EXERCISE AIM = Return, character for character, the lines from the one bearing "the brown loveseat;" through the end of the material. Omit everything before that line.

INPUT ROWS =
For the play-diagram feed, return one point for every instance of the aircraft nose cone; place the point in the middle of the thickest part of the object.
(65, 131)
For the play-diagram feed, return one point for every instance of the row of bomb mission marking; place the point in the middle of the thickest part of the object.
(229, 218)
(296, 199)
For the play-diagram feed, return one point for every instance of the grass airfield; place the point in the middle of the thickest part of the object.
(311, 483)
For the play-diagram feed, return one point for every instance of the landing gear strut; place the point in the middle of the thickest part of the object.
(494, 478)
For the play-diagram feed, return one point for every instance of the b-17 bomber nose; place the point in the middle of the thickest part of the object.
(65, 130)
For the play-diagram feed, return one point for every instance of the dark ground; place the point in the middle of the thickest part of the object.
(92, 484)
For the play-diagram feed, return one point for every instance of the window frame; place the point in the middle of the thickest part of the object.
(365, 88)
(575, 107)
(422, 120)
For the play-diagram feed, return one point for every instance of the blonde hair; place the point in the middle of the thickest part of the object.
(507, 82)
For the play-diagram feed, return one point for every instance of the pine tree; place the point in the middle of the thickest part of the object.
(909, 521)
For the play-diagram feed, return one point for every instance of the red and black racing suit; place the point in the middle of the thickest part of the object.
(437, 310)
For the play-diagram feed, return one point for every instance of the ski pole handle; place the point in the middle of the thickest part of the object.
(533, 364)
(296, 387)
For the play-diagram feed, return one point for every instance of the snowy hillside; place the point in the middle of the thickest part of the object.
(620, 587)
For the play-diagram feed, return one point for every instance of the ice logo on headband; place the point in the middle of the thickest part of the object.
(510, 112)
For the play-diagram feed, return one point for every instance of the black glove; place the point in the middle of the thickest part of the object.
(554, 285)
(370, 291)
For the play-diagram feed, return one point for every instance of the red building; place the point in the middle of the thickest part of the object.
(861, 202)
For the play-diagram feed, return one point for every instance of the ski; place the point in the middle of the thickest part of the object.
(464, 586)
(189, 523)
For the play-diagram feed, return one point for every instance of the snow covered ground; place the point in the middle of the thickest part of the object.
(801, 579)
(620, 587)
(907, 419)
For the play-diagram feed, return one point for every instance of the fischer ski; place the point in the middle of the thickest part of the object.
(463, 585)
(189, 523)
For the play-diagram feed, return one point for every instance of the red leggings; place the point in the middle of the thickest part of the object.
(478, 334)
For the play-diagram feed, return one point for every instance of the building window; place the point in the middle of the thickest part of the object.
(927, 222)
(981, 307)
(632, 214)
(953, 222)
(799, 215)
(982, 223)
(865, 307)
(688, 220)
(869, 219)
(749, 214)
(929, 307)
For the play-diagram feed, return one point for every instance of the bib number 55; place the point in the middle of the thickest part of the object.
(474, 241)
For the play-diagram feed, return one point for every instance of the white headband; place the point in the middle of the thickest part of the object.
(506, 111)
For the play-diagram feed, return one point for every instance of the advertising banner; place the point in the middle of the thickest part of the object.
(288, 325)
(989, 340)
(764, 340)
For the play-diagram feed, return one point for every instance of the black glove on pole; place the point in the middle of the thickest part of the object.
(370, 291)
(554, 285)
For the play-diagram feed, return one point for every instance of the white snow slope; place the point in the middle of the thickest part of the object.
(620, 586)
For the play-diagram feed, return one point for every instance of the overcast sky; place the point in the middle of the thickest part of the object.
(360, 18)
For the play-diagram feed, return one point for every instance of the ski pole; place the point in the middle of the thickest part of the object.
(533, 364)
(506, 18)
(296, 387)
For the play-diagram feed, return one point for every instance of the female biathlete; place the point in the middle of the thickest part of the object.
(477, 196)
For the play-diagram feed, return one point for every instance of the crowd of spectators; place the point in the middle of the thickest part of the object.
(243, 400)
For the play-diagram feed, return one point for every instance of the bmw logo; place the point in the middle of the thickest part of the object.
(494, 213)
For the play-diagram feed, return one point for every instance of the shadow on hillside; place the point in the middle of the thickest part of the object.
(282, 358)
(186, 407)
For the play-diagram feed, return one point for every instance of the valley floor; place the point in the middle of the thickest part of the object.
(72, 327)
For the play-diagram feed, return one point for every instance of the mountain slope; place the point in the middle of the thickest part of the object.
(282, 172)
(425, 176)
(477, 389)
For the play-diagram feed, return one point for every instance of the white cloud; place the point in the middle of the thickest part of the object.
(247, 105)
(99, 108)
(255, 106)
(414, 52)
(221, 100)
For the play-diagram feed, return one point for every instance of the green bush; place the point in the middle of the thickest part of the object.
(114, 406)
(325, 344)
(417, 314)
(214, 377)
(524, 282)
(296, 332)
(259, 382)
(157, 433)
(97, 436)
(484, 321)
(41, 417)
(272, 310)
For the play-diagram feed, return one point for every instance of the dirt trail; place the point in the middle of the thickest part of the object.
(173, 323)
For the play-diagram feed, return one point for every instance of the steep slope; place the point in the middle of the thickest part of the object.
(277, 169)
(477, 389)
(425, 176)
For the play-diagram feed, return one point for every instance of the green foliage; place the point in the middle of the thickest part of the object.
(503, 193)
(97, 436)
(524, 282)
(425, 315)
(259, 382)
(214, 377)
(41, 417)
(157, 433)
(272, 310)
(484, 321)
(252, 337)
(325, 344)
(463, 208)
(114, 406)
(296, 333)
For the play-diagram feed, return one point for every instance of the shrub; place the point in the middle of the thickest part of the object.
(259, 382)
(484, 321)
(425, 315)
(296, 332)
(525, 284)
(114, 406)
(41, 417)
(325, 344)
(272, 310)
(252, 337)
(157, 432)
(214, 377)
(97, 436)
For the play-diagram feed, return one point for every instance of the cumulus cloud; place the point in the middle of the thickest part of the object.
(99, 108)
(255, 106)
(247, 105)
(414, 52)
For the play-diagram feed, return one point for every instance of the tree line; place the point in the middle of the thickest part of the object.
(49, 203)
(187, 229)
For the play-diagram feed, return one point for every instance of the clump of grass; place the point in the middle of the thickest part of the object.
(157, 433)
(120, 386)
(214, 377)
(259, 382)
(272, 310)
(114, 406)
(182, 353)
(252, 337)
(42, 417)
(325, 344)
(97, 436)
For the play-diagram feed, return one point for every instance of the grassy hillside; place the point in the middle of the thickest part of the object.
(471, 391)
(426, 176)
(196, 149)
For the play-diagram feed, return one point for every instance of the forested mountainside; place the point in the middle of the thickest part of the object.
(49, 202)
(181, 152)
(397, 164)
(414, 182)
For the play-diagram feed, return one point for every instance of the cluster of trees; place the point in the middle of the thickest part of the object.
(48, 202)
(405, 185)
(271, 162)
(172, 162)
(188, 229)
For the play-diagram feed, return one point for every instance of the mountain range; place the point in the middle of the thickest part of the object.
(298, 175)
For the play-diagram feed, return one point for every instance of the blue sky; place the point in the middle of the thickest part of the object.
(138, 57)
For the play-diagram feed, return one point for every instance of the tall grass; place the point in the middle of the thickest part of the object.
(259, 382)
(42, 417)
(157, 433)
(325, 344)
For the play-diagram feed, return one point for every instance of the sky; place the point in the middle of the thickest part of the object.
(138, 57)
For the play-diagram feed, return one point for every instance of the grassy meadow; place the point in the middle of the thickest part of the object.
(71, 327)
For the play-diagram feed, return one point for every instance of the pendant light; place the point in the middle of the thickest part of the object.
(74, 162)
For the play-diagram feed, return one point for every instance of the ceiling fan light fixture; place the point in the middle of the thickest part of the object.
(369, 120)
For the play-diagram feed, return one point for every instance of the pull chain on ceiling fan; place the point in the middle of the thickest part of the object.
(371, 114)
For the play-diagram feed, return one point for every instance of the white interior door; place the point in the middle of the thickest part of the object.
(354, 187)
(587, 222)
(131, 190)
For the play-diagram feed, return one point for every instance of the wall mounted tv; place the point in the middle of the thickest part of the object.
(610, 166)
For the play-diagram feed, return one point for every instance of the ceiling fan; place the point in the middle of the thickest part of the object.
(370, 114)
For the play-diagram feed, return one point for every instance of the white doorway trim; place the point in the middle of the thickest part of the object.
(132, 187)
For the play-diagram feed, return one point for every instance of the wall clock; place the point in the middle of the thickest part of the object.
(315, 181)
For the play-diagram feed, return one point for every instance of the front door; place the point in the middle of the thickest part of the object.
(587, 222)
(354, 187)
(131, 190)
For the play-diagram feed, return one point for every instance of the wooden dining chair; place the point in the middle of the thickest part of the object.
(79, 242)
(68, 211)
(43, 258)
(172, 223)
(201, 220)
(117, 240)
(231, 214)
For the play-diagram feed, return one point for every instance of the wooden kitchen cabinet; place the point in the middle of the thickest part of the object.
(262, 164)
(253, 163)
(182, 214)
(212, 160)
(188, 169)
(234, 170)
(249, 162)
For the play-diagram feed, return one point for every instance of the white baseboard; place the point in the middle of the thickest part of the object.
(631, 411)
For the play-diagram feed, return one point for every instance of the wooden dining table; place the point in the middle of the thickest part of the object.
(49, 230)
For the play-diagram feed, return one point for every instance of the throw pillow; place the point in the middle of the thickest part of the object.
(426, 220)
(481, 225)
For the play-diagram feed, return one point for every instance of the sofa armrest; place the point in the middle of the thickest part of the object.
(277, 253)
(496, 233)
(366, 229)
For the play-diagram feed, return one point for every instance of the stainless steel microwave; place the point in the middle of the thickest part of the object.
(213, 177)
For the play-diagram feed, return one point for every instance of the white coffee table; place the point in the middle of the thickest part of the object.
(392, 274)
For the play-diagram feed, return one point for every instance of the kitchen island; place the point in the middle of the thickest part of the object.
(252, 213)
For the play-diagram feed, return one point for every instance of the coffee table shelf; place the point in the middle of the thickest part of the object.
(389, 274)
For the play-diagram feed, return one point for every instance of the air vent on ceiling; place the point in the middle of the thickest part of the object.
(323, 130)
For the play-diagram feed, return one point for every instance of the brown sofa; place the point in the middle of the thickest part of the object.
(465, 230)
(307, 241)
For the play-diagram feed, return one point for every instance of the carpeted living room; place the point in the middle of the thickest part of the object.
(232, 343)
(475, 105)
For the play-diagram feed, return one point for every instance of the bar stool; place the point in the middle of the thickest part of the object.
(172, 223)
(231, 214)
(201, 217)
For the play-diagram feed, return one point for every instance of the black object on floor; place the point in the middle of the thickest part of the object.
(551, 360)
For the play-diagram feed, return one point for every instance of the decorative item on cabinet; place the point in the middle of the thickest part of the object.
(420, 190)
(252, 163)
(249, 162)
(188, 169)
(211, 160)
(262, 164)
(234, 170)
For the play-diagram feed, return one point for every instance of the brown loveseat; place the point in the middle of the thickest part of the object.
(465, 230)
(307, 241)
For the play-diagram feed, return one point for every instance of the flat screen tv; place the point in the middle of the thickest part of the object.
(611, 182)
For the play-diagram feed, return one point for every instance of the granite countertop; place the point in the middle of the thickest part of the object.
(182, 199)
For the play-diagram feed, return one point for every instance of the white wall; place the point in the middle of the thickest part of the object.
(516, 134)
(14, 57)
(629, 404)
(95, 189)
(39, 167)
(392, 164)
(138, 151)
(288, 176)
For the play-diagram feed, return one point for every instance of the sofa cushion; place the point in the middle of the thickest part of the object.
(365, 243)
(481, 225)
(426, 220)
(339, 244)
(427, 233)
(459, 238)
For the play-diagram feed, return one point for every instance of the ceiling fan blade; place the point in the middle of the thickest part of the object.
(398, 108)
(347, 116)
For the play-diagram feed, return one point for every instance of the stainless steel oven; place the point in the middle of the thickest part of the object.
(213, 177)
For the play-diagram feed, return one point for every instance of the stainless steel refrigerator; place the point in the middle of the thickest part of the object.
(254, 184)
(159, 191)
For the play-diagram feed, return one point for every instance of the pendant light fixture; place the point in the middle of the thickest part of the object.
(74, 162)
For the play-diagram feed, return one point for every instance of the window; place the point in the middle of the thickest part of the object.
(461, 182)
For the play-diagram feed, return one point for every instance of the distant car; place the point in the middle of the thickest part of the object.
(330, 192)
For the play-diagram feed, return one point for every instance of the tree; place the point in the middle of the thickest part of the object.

SOLUTION =
For the play-diagram feed, return one point for every instance of the brown loveseat; place the point in the middle of the thickest part of the object.
(465, 230)
(307, 241)
For the play-diagram feed, return one point for every instance of the flat screen tv; place the point in the middle of the thickest part of the object.
(611, 182)
For the play-diagram feed, return one point for every instance of the granite countertop; place the point in the middle of the thickest part of the object.
(182, 199)
For the play-diagram feed, return one point for every instance of the white wall; place the point in the middle of the thickest part of the object.
(516, 134)
(14, 57)
(629, 404)
(95, 189)
(39, 167)
(392, 164)
(138, 151)
(288, 176)
For the play-diagram feed, return one point for every instance of the sofa cushion; place the point in the middle of the thickest part of the object.
(365, 243)
(481, 225)
(426, 220)
(339, 244)
(427, 233)
(459, 238)
For the play-diagram feed, return one point for every instance of the ceiling fan blade; place the point in the middle of the thickest part of the object.
(398, 108)
(347, 116)
For the play-diagram feed, return one point for every instance of the stainless steel oven; place the point in the middle of the thickest part of the object.
(213, 177)
For the play-diagram feed, return one point for every instance of the stainless steel refrigerator; place the point in the middle of the thickest part of the object.
(254, 184)
(159, 191)
For the play-diagram feed, return one point for every instance of the pendant light fixture; place the point in the middle of the thickest part of the object.
(74, 162)
For the play-diagram feed, return one point for every instance of the window; place the point in the middle of the thickest part of the object.
(461, 182)
For the play-diagram feed, return one point for every instance of the distant car; place the point in the middle of the thickest part of the object.
(330, 192)
For the play-diagram feed, return one point for every instance of the tree; place the point in the middle of the thickest part of the object.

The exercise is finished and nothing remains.